### Text section
-*-

Colorado Fourteeners Initiative has been studying hiking use on Colorado’s 14,000-foot peaks – the 14ers – using infrared trail counters since 2014. In 2016, CFI released its first-ever report on Fourteener hiking use and economic impact. This year, after five full seasons with 20+ thermal counters in the field, Colorado Fourteeners Initiative is releasing the fifth iteration of our report that estimates that Colorado’s 14ers experienced 415,000 hiker use days in 2020. The number of people climbing a 14er in Colorado last year surged by 44 percent. The COVID-19 pandemic resulted in record use levels on many public lands as people sought the relative safety of recreating outdoors and distanced themselves from other people. The comparison with 2019 (288,000 hikers days) was made starker by the lingering snowpack and avalanche debris-choked roads in the first of that season. When compared to the 2018 prior high of 353,000 hiker days, the 2020 season total was up 18 percent. This level of recreational use suggests a statewide economic impact of more than $112.5 million, based on past 14er-related expenditure studies performed by Colorado State University economists John Loomis and Catherine Keske. Their 2009 study found that climbers of Quandary Peak near Breckenridge spent an average of $271.17 per day for gasoline, food, lodging, equipment, and other retail purchases.
2020 summer intern Matt Albritton visits the trail counter on Elbert’s north ridge to install new batteries and reset the unit ahead of the busy hiking season.
CFI’s most recent hiking use report culminates six seasons of data collection at up to 23 sites tracking use on up to 21 14er peaks across the state. (There were five counters in 2014, 10 counters in 2015, 20 counters in 2016-2017, 22 counters in 2018-2019, and 23 counters in 2020.) CFI’s hiking use projections are based on the combination of several data sources.
- CFI collected hour-by-hour data during the 2020 hiking season using TRAFx compact infrared trail counters that were placed at 23 locations adjacent to hiking trails servicing 25 Fourteener peaks.
- Hiking use projections for all other 14ers were based on crowdsourced “14er checklists” submitted to the 14ers.com website by more than 20,000 individual hikers. Estimates for peaks without trail counters were calculated using a trend line calculated by the relative frequency of reported hiking use on all peaks using data points as anchors for peaks that had counters in 2020.

-*-

### Dataset content
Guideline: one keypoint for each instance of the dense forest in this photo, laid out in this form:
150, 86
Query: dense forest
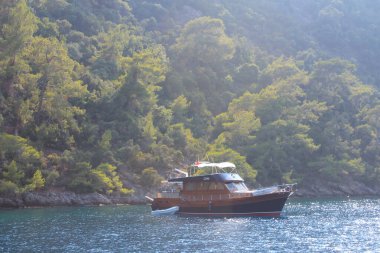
105, 96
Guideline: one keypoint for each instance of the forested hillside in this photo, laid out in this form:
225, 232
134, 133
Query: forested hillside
106, 96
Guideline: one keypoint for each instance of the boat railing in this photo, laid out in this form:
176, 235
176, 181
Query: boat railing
220, 196
168, 194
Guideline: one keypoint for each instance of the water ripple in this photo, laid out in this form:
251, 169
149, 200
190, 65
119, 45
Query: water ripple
318, 225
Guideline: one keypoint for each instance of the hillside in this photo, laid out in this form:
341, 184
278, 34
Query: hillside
108, 96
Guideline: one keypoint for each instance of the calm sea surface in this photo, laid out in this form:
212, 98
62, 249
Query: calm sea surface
319, 225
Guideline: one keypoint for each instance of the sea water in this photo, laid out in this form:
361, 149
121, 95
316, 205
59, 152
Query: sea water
313, 225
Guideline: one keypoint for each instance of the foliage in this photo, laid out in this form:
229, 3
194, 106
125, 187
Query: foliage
96, 93
150, 178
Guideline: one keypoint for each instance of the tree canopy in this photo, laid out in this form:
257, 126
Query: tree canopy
99, 95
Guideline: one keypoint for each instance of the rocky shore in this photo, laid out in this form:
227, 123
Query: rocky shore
315, 188
66, 198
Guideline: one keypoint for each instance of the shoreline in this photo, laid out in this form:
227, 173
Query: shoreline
67, 199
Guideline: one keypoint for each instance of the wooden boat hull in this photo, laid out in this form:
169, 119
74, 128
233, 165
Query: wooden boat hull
269, 205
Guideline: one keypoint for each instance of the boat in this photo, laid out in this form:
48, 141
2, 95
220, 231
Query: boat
220, 192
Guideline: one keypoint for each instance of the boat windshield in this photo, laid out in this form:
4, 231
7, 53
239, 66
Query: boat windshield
234, 186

-*-

### Tasks and exercises
**1)** Answer from the Fourteener hiking use text:
(a) How many hiker use days did Colorado's 14ers have in 2020?
(b) How many counters were in the field in 2015?
(c) How many individual hikers submitted 14er checklists to the 14ers.com website?
**2)** Please carry on the Fourteener hiking use text past its final sentence.

### Answers to this exercise
**1)**
(a) 415,000
(b) 10
(c) More than 20,000

**2)**
In 2020, Matt Albritton, a Yale undergrad studying computer science and engineering, helped further refine CFI’s data modeling program that was originally developed in 2016. Matt cleaned and rewrote the program’s code and created an updated version using Python. The program helps fill in gaps in the data due to obscured counter sensors or periods in the early or late season when the counter is not in place. This model incorporates the week of the season, day of the week, holidays, and similar peaks with data to fill in missing data. See an example below of the predicted vs. measured data for one of the peaks.
CFI uses a multi-factor modeling program to predict hiking use levels when we do not have a counter on a given peak or when there are data gaps. The predicted 2020 use levels on Grays and Torreys trail (red line) largely mirror what was observed by our counter (blue line).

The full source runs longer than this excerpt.